### Extract provided:
-- start --

Going Dutch_ How England Plundered Holland's Glory - Lisa Jardine [104]
Nevertheless, the Horatian ideal of contemplative leisure following toil continues. And achieving a much-admired, idyllically pastoral Dutch garden did, indeed, require enormous amounts of toil, and even engineering.
In spite of the rhetoric of bucolic ease, gardening in Holland on the scale of Huygens’s Hofwijk was carried out on the comparatively recently drained and reclaimed land west of The Hague. As such, it was fraught with difficulties for the horticulturalist, from the local topography and character of the soil, to inclement weather, consistently high winds blowing across the flat, low-lying ground, and generally inhospitable conditions for ambitious gardening. In spite of Huygens’s insistence that his garden was intended for posterity, and was to be handed down from generation to generation for the delectation of his family, the odds against the enduring beauty of such a garden were high. Huygens admits in his poem that his verses are likely to outlive his beloved garden, and he was right. In fact, none of the gardens on which I concentrate here have survived. To appreciate them in all their glory we have to rely on the engravings which, fortunately for us, the proud owners had made of their country estates, and the loving recent recreations (in books, or occasionally of the gardens themselves) by garden history specialists.
Formal garden design first became fashionable in seventeenth-century France, where space was not at a premium, and elaborately executed avenues, walks, coppices, wildernesses, ornamental beds and flower gardens could be devised to fit the garden designer’s plans, however ambitious, so as to complement an attractively varied landscape. By contrast, the country house garden in the Northern Provinces was from the outset an exercise in overcoming hostile elements. Gardens like Hofwijk were fundamentally a bold public statement of a characteristically Dutch determination to secure and maintain a fertile, cultivated land in the face of decidedly unfertile sand, howling gales, and the ever-present threat of encroaching salt water.

-- end --

### Data rows:
-- start --

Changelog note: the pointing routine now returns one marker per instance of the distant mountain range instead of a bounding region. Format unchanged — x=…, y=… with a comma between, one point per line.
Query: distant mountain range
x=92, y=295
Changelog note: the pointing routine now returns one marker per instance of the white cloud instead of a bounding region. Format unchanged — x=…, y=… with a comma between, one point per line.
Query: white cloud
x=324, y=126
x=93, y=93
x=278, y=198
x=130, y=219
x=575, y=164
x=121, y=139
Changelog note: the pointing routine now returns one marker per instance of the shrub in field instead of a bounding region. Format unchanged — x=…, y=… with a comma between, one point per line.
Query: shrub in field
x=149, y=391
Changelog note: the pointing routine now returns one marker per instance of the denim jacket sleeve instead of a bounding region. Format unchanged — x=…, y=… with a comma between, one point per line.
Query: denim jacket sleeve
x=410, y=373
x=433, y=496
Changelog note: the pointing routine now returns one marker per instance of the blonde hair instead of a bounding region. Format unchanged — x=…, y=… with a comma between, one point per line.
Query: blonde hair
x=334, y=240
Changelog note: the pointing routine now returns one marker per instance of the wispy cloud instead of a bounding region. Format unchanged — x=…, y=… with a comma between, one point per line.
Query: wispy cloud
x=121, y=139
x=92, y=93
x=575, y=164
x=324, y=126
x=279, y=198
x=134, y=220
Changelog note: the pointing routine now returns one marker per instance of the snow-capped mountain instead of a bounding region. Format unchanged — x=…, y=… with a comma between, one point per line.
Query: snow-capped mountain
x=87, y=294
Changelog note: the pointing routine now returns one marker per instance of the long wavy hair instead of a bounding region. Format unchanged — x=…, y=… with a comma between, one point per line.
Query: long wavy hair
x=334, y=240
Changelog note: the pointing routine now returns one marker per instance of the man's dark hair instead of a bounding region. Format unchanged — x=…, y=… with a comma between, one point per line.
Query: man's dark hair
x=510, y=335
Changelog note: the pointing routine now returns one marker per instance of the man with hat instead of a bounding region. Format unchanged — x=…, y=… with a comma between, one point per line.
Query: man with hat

-- end --

### Short problem A:
According to the passage on Dutch gardens, on what land was gardening on the scale of Huygens's Hofwijk carried out?
### Short problem B:
Translate this sentence from the passage on Dutch gardens into Spanish: "Huygens admits in his poem that his verses are likely to outlive his beloved garden, and he was right."
### Short problem C:
List every garden feature that the passage on Dutch gardens says could be elaborately executed in seventeenth-century France.

### Task result A:
It was carried out on the comparatively recently drained and reclaimed land west of The Hague.

### Task result B:
Huygens admite en su poema que es probable que sus versos sobrevivan a su amado jardín, y tenía razón.

### Task result C:
- avenues
- walks
- coppices
- wildernesses
- ornamental beds
- flower gardens